## Work to do:
Convert the data, starting at the line that contains "[QA Review Pass] The annotator marked bounding boxes for bed." and running through the end, into a JSON list of strings with one string per line and no blank lines. Include both the starting line and the final line, and leave out every line before "[QA Review Pass] The annotator marked bounding boxes for bed.".

## Bounding box annotation entries:
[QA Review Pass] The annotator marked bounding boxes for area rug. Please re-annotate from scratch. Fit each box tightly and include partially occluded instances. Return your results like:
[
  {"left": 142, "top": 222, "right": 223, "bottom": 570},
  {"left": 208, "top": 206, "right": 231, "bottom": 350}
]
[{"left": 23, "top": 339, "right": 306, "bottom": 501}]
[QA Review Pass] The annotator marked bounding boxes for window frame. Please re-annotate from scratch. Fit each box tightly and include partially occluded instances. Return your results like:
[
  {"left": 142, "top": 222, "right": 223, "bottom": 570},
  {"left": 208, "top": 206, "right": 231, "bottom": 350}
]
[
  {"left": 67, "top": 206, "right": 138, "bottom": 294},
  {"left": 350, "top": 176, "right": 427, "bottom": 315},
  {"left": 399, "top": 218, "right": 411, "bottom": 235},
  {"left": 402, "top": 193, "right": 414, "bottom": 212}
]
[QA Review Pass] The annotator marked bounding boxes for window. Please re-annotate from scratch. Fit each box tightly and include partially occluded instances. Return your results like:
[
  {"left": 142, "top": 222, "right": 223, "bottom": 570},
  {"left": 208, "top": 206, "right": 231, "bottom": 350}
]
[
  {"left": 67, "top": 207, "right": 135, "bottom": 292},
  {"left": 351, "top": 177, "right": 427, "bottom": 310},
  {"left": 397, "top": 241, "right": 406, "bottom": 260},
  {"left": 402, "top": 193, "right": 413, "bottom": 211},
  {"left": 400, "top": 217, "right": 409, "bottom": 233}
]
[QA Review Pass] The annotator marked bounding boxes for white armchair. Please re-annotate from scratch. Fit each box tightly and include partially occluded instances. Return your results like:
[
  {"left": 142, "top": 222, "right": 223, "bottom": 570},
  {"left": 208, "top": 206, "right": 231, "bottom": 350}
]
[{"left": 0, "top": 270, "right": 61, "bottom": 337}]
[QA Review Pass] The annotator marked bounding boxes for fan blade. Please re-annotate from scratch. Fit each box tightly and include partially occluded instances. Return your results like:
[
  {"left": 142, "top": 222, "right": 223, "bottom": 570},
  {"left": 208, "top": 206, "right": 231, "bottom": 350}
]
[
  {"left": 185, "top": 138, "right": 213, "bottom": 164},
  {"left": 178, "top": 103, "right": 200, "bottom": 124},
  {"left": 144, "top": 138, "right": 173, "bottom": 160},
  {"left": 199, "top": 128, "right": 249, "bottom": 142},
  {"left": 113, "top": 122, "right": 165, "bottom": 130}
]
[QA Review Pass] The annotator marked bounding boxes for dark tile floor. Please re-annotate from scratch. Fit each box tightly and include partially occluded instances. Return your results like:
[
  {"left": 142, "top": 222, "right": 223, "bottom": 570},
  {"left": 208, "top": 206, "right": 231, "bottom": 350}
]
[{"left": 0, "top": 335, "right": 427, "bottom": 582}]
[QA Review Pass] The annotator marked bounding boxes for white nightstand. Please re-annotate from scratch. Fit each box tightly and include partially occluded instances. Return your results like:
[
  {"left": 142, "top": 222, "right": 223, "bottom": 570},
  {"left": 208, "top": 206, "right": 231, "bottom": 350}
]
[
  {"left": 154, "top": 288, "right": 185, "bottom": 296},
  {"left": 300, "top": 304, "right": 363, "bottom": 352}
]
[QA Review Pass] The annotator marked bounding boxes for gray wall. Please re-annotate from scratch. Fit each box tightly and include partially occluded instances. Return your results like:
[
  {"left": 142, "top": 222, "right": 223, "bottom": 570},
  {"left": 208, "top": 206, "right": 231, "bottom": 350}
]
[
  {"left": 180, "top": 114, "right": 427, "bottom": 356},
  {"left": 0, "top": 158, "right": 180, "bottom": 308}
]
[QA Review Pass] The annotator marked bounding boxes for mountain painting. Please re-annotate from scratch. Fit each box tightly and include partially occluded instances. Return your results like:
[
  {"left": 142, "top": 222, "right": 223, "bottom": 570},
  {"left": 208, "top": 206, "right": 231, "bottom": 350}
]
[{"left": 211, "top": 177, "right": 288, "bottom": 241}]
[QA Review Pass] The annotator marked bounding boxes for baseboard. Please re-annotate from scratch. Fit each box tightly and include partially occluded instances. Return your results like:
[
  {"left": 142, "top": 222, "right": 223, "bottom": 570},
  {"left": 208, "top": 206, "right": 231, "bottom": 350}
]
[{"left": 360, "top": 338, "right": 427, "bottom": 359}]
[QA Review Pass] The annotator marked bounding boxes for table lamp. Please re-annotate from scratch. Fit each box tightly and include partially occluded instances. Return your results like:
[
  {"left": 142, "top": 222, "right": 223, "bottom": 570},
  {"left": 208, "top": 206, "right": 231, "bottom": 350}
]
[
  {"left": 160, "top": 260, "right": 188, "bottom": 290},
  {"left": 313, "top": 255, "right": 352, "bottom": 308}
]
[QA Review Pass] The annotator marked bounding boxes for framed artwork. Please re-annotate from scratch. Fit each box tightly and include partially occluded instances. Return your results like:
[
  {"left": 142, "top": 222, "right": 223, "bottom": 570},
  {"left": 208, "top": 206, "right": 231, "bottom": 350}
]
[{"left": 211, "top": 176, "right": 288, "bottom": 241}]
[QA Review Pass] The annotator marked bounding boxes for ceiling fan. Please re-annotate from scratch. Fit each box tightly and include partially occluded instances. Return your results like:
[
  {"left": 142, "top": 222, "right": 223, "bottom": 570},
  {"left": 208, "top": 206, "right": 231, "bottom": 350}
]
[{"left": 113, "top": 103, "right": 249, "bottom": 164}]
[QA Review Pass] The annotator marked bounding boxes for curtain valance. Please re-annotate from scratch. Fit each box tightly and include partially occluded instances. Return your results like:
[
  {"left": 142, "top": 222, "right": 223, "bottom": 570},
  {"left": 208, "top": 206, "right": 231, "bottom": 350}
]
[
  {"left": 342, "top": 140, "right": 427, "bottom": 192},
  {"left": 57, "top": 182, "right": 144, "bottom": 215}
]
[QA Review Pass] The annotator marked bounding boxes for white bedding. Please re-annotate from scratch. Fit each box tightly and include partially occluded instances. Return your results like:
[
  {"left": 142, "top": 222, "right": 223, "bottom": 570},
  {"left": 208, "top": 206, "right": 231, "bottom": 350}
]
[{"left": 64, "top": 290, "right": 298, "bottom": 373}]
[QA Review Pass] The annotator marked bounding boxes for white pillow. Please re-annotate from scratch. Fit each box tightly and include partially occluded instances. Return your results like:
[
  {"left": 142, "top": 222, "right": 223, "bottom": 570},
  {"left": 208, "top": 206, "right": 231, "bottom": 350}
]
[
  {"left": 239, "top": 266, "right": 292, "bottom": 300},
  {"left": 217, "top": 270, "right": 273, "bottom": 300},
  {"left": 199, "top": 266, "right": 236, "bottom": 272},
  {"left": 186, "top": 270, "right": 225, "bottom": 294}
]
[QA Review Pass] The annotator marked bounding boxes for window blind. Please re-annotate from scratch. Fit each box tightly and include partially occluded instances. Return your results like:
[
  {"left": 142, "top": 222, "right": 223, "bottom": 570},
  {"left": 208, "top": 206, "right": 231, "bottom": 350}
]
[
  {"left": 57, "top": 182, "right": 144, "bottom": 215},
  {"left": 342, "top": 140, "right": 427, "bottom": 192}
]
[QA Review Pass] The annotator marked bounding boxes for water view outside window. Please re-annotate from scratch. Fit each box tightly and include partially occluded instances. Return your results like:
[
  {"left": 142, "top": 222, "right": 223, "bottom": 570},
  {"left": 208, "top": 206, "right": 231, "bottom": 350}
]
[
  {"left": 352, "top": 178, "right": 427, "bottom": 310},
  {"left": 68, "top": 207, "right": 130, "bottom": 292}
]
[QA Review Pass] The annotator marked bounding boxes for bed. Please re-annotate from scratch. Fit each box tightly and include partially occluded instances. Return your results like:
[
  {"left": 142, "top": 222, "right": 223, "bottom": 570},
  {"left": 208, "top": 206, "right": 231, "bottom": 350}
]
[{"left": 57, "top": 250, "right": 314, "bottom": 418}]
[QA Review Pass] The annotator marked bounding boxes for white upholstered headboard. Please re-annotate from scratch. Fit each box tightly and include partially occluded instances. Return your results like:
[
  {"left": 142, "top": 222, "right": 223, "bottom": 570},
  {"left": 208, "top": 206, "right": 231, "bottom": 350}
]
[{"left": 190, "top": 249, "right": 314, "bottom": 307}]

## Finished exercise:
[
  "[QA Review Pass] The annotator marked bounding boxes for bed. Please re-annotate from scratch. Fit each box tightly and include partially occluded instances. Return your results like:",
  "[",
  "  {\"left\": 142, \"top\": 222, \"right\": 223, \"bottom\": 570},",
  "  {\"left\": 208, \"top\": 206, \"right\": 231, \"bottom\": 350}",
  "]",
  "[{\"left\": 57, \"top\": 250, \"right\": 314, \"bottom\": 418}]",
  "[QA Review Pass] The annotator marked bounding boxes for white upholstered headboard. Please re-annotate from scratch. Fit each box tightly and include partially occluded instances. Return your results like:",
  "[",
  "  {\"left\": 142, \"top\": 222, \"right\": 223, \"bottom\": 570},",
  "  {\"left\": 208, \"top\": 206, \"right\": 231, \"bottom\": 350}",
  "]",
  "[{\"left\": 190, \"top\": 249, \"right\": 314, \"bottom\": 307}]"
]